● To be done: Tally how many lines in the items below contain the string "people", treating case as significant. Give only the number.

● Shape labeling items:
>> begin

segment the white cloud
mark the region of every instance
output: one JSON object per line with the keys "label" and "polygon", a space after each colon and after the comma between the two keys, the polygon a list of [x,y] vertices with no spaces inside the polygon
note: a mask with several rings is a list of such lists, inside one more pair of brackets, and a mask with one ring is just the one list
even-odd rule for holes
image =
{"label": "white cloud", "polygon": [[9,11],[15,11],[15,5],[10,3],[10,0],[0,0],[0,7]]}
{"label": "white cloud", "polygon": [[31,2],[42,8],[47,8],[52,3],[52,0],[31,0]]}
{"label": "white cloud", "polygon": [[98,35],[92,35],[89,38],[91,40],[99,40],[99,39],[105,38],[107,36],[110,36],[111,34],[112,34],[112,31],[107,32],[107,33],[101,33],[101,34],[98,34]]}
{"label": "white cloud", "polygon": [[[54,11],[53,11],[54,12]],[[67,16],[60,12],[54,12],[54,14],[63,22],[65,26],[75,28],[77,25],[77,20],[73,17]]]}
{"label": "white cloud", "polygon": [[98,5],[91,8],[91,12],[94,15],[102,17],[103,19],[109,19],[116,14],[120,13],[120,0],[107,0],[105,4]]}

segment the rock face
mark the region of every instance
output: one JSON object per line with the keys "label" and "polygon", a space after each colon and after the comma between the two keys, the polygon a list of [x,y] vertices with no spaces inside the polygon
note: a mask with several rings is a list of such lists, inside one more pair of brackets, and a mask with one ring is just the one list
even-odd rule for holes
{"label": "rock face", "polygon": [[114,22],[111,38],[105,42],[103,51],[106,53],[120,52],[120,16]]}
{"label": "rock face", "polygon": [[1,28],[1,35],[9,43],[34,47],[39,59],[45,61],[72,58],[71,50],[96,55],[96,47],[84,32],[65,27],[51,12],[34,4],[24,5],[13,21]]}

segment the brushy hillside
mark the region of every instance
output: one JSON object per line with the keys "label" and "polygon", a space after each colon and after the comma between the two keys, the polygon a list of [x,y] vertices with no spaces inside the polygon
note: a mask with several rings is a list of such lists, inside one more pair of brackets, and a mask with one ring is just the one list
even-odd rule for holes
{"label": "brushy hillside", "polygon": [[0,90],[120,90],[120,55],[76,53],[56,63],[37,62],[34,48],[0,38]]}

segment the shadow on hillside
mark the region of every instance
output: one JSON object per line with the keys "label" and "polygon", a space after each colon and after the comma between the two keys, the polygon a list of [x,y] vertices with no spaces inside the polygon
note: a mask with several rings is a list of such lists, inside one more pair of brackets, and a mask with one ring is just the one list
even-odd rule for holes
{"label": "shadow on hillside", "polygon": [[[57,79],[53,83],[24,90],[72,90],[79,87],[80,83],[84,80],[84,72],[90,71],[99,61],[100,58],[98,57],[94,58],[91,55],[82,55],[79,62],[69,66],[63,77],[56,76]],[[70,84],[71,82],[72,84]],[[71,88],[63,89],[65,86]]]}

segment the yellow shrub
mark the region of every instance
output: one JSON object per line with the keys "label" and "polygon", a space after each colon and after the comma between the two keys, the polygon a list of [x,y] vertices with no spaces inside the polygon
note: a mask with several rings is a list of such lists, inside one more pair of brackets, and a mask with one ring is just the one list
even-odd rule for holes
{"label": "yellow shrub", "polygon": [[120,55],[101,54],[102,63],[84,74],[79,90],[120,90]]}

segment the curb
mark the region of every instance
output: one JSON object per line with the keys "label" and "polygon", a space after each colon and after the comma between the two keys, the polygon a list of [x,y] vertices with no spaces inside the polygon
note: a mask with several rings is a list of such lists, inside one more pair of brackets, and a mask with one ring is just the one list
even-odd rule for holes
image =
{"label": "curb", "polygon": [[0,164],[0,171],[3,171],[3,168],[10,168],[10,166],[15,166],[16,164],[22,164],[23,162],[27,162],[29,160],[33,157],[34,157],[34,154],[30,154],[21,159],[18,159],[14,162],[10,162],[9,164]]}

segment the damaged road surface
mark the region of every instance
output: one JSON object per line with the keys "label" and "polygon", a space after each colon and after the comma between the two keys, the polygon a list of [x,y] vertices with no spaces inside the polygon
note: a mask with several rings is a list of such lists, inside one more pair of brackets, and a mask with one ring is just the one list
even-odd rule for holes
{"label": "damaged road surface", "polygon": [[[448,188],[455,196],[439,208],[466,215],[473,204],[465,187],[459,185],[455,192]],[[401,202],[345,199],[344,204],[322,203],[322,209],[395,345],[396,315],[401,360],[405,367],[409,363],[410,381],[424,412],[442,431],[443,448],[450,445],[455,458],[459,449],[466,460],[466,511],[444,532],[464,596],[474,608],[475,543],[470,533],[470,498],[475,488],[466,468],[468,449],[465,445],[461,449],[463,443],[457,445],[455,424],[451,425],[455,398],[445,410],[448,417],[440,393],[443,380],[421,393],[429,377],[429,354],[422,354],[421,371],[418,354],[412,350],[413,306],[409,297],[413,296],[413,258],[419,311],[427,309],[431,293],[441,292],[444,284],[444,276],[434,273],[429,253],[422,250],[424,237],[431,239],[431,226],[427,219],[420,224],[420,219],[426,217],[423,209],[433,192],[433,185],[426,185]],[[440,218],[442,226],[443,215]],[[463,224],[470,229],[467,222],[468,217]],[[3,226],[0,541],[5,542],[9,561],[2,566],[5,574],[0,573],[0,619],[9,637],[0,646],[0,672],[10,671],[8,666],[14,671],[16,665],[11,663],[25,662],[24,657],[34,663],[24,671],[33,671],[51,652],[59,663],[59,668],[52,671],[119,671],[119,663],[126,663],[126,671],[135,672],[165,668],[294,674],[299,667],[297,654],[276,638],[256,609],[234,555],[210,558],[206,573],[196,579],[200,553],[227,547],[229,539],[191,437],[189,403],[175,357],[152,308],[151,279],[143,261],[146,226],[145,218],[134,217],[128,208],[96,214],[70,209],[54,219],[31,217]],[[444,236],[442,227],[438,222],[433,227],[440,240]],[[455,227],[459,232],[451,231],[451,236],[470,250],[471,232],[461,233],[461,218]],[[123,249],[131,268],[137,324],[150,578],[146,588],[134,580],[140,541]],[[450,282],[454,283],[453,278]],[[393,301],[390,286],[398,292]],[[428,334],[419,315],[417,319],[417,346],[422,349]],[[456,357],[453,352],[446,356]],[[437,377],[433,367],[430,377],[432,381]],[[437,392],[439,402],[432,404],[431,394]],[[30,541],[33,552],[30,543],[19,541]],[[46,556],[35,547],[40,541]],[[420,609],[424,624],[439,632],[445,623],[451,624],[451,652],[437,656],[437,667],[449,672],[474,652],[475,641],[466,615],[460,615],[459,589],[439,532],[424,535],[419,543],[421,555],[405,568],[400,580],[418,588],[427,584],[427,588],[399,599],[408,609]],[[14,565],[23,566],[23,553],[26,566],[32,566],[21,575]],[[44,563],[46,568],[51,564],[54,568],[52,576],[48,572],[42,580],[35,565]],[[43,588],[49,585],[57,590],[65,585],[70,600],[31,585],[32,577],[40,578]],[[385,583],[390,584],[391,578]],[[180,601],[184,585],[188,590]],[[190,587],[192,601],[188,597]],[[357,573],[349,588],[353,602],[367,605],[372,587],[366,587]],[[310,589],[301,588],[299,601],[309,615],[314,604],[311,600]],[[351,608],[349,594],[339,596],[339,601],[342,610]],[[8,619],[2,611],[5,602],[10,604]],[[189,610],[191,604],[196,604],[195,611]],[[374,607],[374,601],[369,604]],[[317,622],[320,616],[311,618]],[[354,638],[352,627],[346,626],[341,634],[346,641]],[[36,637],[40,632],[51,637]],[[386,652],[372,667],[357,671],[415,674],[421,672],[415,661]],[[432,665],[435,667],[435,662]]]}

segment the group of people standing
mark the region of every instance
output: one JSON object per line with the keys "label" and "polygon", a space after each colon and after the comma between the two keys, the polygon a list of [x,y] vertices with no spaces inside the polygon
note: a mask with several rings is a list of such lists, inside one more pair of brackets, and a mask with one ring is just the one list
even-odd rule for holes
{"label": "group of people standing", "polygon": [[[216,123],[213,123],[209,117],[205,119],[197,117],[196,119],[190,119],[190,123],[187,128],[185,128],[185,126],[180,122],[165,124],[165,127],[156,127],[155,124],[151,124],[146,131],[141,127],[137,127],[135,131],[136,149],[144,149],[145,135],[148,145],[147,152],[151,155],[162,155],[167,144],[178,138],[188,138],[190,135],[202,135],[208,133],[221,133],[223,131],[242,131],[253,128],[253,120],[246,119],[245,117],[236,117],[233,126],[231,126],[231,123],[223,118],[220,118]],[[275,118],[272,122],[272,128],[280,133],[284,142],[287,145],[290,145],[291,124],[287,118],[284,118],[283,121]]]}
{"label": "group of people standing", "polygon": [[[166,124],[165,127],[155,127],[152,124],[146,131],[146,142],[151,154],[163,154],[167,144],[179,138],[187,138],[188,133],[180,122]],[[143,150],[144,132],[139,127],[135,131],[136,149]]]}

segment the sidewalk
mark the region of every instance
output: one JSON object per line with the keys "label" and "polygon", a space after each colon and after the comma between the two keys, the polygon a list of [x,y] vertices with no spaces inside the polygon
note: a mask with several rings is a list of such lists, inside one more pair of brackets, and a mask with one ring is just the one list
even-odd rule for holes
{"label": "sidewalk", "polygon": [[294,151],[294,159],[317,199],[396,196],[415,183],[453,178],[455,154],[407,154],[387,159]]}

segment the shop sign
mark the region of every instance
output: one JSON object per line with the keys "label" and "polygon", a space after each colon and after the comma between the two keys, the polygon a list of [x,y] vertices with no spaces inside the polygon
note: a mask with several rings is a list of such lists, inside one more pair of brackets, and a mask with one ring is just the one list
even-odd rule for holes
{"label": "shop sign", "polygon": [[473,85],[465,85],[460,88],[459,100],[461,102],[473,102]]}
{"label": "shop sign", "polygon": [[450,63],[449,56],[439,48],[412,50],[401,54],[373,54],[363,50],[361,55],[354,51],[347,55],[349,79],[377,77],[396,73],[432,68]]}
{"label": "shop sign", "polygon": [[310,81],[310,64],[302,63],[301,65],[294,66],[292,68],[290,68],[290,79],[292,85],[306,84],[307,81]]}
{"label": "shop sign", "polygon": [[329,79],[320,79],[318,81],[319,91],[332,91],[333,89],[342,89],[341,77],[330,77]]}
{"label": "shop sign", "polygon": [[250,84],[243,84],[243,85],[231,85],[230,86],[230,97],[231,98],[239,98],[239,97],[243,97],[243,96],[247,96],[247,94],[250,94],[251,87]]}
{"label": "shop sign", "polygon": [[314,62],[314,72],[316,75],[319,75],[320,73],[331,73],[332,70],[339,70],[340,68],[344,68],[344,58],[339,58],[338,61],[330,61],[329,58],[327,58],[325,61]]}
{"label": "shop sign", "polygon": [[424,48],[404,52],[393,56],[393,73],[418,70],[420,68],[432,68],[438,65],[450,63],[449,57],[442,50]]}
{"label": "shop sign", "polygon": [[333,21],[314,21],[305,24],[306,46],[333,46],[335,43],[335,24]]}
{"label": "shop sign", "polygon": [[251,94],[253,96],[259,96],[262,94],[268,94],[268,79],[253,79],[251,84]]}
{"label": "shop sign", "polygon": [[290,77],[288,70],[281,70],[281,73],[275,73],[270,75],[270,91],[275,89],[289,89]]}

>> end

● Answer for this exercise: 3